WHAT YOU SHOULD DO: Pull out each line of the material below that contains the word "queried".

ENTRIES SUPPLIED:
+===+

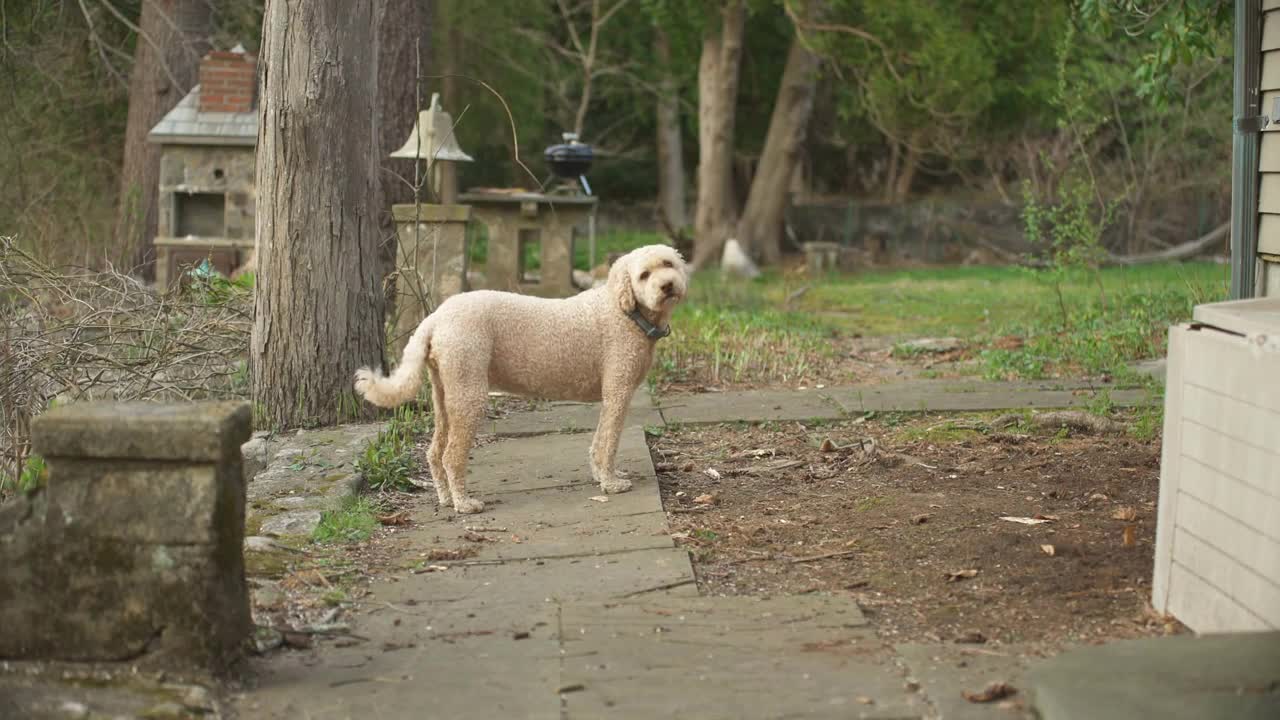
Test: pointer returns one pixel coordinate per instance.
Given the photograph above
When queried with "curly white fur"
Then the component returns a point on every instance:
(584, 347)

+===+

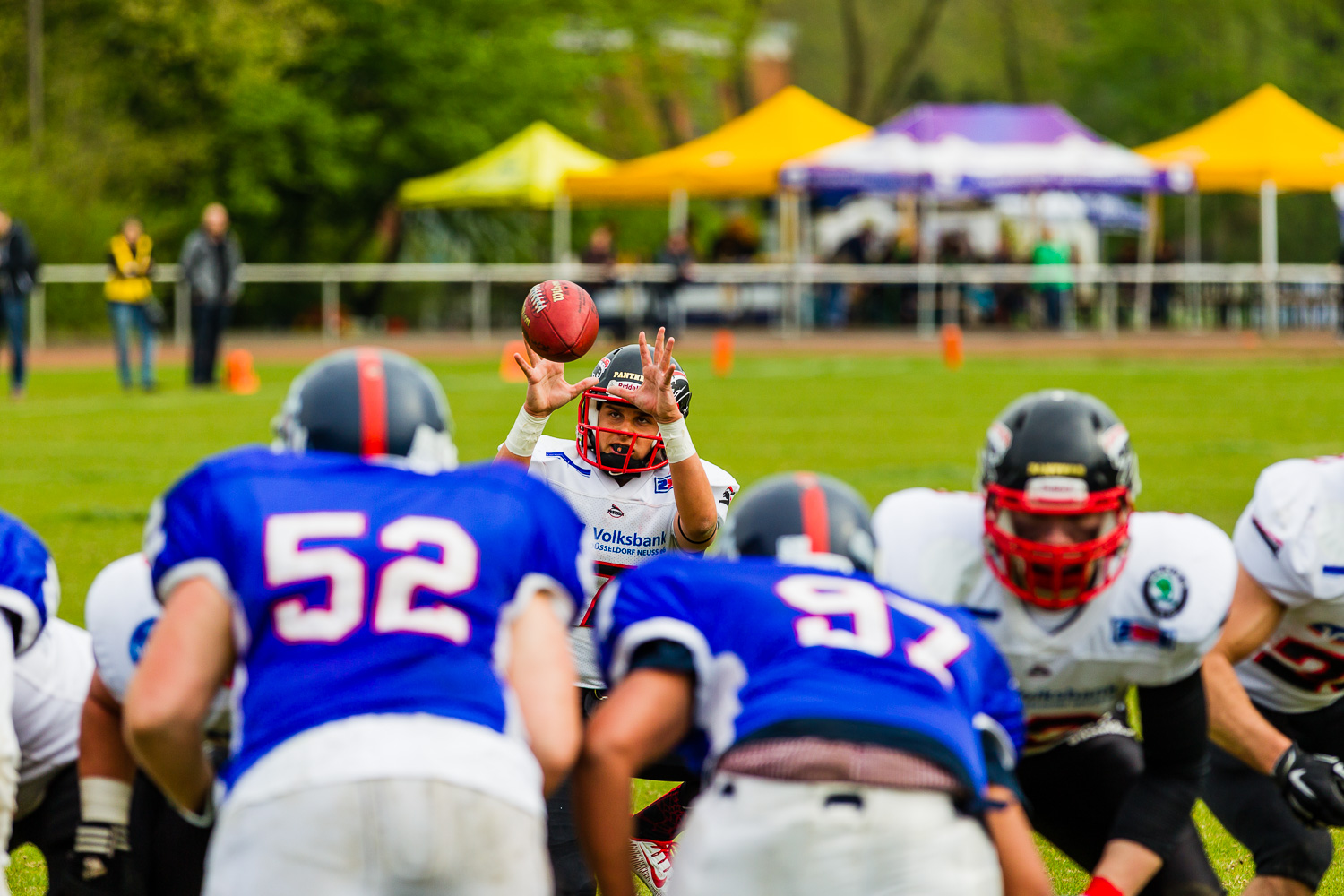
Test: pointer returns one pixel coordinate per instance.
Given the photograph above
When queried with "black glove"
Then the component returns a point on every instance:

+===+

TASK RESULT:
When queried with "curly white fur"
When queried with "black glove"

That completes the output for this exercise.